===== Information supplied =====

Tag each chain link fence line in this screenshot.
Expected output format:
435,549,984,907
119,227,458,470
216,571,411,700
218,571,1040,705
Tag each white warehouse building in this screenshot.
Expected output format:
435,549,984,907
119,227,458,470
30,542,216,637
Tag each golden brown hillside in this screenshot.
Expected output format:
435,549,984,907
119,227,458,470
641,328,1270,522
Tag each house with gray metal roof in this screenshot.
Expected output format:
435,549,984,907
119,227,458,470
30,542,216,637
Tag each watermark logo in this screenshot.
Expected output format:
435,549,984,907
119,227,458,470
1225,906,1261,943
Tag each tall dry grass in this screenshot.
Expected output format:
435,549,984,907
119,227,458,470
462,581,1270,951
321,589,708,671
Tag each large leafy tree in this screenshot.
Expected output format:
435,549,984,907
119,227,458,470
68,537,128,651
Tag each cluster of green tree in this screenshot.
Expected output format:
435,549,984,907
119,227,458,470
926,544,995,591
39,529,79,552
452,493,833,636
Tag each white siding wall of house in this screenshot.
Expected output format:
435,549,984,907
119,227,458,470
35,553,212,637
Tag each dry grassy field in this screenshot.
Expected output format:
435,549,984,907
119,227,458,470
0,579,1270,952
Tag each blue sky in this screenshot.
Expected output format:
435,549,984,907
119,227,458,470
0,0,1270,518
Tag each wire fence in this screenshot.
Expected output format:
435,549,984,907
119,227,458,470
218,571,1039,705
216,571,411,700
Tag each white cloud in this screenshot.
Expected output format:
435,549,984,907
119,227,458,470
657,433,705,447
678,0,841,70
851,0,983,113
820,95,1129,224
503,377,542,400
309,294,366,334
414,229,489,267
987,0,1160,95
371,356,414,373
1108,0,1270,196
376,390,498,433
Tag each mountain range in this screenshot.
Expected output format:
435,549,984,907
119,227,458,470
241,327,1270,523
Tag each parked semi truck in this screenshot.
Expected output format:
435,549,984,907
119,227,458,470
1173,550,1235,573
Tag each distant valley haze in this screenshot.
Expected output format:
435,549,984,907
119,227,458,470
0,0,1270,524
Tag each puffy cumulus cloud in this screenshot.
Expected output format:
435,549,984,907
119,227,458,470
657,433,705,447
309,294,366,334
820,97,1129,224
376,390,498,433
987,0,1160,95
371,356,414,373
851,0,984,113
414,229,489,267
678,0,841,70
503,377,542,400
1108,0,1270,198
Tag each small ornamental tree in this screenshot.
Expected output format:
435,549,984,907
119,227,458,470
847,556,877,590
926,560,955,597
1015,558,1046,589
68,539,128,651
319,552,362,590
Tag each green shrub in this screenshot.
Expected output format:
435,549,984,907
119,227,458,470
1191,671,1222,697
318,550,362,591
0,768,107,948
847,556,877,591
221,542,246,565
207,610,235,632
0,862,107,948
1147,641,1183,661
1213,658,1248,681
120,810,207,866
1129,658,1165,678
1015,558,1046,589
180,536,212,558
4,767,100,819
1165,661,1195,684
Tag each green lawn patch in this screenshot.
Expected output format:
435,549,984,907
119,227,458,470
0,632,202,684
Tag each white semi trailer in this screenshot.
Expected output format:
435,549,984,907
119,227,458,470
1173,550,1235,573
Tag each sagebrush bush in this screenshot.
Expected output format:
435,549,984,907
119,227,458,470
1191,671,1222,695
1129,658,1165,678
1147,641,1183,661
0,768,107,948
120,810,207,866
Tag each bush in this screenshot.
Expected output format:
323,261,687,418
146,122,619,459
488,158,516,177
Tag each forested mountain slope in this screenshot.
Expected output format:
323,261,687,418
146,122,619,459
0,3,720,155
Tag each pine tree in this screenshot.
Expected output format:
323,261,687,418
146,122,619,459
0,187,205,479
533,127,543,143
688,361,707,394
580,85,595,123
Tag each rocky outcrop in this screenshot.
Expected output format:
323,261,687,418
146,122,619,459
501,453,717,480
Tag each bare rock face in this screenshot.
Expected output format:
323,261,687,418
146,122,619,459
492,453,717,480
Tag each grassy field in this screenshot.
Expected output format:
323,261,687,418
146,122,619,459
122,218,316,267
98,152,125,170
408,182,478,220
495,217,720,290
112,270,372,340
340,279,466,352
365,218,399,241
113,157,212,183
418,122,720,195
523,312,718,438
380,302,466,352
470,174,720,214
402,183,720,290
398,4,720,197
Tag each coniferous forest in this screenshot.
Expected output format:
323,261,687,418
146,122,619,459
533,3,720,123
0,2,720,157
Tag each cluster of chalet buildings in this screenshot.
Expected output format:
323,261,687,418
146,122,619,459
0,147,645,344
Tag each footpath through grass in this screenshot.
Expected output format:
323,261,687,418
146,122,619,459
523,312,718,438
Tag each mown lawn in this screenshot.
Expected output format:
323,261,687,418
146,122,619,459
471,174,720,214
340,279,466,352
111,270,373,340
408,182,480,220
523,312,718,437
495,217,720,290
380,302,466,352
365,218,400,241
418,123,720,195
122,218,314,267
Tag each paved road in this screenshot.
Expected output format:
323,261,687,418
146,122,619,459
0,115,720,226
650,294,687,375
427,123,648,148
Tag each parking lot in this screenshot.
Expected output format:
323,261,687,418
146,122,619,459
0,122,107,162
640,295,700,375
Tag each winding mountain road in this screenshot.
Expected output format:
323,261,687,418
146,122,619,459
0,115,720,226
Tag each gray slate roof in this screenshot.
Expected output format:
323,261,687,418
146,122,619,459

=====

**Problem:** Return the items from the line that contains "Tag each watermark logo in this screenshot." through the line that contains "68,537,128,651", both lines included, repeating each line word for word.

**Response to the task:**
Tag each watermark logo in this screenshot.
Expected output format:
435,549,984,907
119,227,458,470
1225,906,1261,943
Tag each tall dry grass in this screenshot.
Expected output format:
435,549,984,907
119,227,458,470
462,581,1270,951
321,589,708,671
Tag each large leafy tree in this screenshot.
Expected output format:
435,549,984,907
119,227,458,470
68,537,128,651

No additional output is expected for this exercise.